**TEXT**.
_ _ _ _ _
South Africa: In the experimental stage

Although brokers continue to dominate the insurance market across Africa, the industry is quick to embrace digital solutions. As customer needs evolve, insurers struggle to strike the right balance between their legacy operations which contribute to a large revenue and the opportunities that the new digital landscape will generate.

Most customers still purchase insurance policies through financial advisors, insurance agents or brokers. However, a recent EY survey found that customers in South Africa are more likely to use digital channels to check and compare policies than their UK counterparts. The challenge remains of converting the browsing into a successful sale still prevails in these markets. .

While mobile and digital applications are targeted to specific markets, such as funeral insurance, major initiatives are transforming back-office operations to become more cost-effective and reliable. Boosting the company’s back-office efficiency without endangering the brokerage relationship will be key. Traditional insurance firms have focused on making sales processes easier for the digital customer, but primarily in non-life products because of the strong position brokers and intermediaries still possess in life coverage.

It is too early to judge success, but executives often need to explore the potential of a new distribution model. While most insurers see the benefits of digital strategies, only a few have implemented them. As digital sales increase, expect companies to launch products that enhance the customer journey.

India: Agents and brokers still reign

Even though digital channels have become a more significant method for selling insurance across India, brokers and agents continue to be the dominant point of sales. While the younger generation of consumers evaluate and assess insurance products online, the actual sale usually requires a face-to-face conversation with the agent.
_ _ _ _ _
**DATASET EXTRACT**.

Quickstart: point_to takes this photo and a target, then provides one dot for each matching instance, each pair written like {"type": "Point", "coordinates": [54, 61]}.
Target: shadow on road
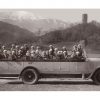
_ _ _ _ _
**WHAT IS BEING ASKED**. Retype the part of the insurance text starting at "It is too early" and ending at "with the agent.". The listing has no connection to the insurance text.

**ANSWER FOR THIS EXERCISE**.
It is too early to judge success, but executives often need to explore the potential of a new distribution model. While most insurers see the benefits of digital strategies, only a few have implemented them. As digital sales increase, expect companies to launch products that enhance the customer journey.

India: Agents and brokers still reign

Even though digital channels have become a more significant method for selling insurance across India, brokers and agents continue to be the dominant point of sales. While the younger generation of consumers evaluate and assess insurance products online, the actual sale usually requires a face-to-face conversation with the agent.